> **Requirement**: Only lines containing the string "niche" belong in the answer; copy all of them from the entries.
═══ Records for the exercise ═══
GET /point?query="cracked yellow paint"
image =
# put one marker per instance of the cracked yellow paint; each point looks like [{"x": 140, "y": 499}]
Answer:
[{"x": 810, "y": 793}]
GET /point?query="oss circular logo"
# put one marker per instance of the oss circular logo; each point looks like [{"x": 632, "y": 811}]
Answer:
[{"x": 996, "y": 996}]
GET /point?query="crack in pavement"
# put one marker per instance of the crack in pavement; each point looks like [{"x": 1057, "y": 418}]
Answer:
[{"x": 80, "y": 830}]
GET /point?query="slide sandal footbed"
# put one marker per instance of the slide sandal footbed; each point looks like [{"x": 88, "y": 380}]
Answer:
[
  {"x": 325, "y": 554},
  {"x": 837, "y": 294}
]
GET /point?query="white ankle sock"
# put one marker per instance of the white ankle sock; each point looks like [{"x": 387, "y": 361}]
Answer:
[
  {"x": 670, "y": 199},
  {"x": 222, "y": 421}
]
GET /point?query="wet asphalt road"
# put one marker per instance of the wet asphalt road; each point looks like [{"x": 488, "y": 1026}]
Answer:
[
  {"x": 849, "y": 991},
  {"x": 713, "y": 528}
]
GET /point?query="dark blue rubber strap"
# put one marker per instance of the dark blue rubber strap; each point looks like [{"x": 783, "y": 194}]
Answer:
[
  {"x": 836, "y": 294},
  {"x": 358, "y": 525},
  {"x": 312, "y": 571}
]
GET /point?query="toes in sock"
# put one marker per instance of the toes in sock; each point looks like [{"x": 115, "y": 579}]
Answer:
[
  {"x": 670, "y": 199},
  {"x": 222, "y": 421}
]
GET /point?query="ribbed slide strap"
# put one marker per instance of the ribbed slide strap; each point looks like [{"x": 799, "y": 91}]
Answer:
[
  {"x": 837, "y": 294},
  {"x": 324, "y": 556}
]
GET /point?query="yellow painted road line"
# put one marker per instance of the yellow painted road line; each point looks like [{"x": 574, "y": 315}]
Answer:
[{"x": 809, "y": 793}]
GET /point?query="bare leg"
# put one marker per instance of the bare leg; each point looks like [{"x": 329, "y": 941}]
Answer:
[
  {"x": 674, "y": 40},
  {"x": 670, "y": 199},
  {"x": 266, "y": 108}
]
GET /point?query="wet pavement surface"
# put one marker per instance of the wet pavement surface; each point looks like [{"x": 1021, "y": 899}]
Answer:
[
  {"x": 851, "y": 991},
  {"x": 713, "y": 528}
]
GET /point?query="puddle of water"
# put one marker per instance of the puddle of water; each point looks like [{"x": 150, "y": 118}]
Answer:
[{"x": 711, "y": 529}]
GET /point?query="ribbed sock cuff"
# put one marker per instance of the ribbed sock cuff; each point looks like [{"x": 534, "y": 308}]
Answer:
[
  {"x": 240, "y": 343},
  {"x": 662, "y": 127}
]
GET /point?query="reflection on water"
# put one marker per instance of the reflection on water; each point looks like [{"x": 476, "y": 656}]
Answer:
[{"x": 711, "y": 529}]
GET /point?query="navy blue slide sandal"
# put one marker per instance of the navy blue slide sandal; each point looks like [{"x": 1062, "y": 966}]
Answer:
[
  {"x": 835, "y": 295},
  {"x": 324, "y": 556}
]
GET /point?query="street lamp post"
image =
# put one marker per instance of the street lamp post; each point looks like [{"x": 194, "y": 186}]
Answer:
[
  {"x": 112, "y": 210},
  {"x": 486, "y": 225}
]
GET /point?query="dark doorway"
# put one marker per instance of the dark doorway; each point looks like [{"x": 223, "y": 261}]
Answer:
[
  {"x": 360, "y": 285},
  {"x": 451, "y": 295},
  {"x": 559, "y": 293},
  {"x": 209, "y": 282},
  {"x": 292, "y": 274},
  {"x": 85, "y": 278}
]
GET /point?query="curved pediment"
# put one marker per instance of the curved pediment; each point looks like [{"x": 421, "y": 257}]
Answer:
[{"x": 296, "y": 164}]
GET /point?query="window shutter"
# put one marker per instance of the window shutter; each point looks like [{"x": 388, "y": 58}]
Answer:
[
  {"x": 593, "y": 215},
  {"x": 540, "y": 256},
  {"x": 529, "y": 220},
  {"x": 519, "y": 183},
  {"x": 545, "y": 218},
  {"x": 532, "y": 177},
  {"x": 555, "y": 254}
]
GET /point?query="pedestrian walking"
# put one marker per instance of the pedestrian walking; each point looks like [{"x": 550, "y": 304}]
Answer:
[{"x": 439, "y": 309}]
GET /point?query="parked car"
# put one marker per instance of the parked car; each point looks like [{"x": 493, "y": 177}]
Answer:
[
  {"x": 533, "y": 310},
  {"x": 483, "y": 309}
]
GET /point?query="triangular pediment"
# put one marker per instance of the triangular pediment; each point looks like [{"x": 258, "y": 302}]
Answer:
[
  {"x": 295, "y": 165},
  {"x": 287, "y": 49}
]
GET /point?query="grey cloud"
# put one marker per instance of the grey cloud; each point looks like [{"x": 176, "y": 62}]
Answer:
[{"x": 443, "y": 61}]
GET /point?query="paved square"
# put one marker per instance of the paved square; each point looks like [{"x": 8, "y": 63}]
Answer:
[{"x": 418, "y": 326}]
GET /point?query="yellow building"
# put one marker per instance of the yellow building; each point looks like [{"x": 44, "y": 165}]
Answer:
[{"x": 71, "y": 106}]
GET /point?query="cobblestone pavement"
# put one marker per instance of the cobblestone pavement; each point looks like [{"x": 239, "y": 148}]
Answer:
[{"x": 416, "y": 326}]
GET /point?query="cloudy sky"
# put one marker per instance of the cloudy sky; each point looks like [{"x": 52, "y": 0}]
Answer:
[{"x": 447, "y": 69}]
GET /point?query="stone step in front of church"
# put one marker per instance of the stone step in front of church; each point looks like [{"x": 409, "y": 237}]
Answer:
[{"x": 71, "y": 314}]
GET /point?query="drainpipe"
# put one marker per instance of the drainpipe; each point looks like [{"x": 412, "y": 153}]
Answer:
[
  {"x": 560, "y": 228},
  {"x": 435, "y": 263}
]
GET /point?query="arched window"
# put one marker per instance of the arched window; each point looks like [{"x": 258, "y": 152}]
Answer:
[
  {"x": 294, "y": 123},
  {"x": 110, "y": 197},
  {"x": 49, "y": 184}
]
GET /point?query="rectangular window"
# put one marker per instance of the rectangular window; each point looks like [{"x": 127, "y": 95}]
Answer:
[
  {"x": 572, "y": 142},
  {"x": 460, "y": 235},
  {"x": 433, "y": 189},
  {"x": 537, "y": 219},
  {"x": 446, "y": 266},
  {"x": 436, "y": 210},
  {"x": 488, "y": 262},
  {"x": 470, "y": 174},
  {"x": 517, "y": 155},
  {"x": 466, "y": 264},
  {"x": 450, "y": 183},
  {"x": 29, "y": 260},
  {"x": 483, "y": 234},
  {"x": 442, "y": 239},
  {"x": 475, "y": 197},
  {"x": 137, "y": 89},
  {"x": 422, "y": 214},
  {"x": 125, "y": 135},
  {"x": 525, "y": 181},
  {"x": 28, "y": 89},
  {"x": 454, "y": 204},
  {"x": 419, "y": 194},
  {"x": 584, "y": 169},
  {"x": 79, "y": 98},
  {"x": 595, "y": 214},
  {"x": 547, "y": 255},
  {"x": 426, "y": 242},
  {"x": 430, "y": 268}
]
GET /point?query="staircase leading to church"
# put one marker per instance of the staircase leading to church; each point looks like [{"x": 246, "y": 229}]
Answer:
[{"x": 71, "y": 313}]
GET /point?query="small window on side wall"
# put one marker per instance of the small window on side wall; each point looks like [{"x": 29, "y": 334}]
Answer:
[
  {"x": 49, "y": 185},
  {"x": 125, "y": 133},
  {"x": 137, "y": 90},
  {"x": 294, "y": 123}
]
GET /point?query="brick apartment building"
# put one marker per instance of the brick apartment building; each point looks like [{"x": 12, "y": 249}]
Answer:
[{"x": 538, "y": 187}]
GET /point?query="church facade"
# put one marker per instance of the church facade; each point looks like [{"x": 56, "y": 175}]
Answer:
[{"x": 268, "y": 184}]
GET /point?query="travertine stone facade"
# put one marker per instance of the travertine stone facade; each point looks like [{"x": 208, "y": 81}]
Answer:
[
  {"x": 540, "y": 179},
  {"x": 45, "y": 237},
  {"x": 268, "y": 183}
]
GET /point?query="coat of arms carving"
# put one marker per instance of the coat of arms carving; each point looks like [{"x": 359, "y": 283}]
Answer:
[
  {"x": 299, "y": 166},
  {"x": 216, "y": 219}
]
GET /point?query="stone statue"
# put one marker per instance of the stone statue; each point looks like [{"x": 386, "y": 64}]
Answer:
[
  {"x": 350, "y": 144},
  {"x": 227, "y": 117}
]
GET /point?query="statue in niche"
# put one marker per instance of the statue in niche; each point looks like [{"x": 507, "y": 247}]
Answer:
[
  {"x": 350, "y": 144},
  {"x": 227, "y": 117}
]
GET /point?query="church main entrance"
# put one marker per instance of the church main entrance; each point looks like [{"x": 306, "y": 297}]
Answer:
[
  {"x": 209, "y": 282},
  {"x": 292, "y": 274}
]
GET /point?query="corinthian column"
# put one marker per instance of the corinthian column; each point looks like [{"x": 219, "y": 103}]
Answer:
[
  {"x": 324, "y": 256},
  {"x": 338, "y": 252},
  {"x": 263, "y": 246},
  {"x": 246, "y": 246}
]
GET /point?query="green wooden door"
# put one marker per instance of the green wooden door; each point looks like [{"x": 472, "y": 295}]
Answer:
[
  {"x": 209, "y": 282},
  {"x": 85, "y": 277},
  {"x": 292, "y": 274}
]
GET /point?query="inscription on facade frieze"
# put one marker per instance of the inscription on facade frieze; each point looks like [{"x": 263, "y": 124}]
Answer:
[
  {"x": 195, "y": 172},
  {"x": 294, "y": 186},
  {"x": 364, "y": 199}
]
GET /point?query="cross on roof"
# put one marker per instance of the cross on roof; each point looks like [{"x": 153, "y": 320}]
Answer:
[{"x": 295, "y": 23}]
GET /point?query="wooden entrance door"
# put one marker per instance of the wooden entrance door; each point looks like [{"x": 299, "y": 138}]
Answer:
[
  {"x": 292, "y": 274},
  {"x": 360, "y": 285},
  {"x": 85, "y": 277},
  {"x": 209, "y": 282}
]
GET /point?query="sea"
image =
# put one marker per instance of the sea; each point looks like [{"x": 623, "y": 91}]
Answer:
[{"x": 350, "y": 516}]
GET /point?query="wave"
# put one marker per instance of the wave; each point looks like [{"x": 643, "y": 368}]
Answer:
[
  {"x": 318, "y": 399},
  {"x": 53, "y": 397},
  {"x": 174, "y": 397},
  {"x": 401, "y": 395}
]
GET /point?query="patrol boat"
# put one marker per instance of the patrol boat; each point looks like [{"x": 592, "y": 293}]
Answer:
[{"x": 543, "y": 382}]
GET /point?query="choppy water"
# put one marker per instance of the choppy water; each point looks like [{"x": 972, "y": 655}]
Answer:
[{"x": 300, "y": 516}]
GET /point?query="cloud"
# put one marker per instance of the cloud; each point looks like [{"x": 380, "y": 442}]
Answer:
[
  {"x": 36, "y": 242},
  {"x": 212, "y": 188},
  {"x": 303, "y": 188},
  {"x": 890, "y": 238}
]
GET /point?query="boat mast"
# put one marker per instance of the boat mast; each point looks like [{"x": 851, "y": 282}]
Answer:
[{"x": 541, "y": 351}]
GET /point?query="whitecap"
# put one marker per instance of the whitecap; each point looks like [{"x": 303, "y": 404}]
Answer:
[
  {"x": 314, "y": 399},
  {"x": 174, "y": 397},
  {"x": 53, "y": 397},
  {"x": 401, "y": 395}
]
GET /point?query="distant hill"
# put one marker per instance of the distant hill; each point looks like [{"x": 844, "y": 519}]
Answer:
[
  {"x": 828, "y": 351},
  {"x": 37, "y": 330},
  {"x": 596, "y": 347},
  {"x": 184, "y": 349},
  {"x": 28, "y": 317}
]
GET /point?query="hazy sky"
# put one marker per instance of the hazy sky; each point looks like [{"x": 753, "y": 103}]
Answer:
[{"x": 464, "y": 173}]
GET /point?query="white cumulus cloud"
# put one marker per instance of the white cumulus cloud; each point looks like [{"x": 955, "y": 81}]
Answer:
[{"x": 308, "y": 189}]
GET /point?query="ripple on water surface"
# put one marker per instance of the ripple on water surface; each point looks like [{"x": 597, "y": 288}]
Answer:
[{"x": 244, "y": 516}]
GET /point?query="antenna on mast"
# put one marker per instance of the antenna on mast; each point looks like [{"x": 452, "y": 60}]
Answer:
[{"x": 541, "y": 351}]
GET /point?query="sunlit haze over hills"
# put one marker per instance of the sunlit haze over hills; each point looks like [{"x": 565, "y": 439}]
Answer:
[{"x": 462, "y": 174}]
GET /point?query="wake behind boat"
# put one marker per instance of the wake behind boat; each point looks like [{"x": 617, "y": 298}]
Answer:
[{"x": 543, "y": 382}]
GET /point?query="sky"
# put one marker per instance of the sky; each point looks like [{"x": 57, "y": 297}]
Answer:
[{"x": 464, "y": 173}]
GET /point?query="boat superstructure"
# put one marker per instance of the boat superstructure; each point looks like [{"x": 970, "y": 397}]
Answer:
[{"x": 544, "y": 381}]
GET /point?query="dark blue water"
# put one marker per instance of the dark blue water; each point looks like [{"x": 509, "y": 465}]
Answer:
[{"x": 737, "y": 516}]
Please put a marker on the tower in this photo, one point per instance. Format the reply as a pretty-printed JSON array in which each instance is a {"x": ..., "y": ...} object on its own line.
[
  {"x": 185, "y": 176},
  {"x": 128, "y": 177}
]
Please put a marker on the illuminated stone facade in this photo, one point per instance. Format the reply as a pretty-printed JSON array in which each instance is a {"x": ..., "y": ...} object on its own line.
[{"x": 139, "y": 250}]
═══
> **Response to the exercise**:
GET /point?query="statue in niche"
# put one marker per instance of the statue in niche; each point looks like [{"x": 507, "y": 247}]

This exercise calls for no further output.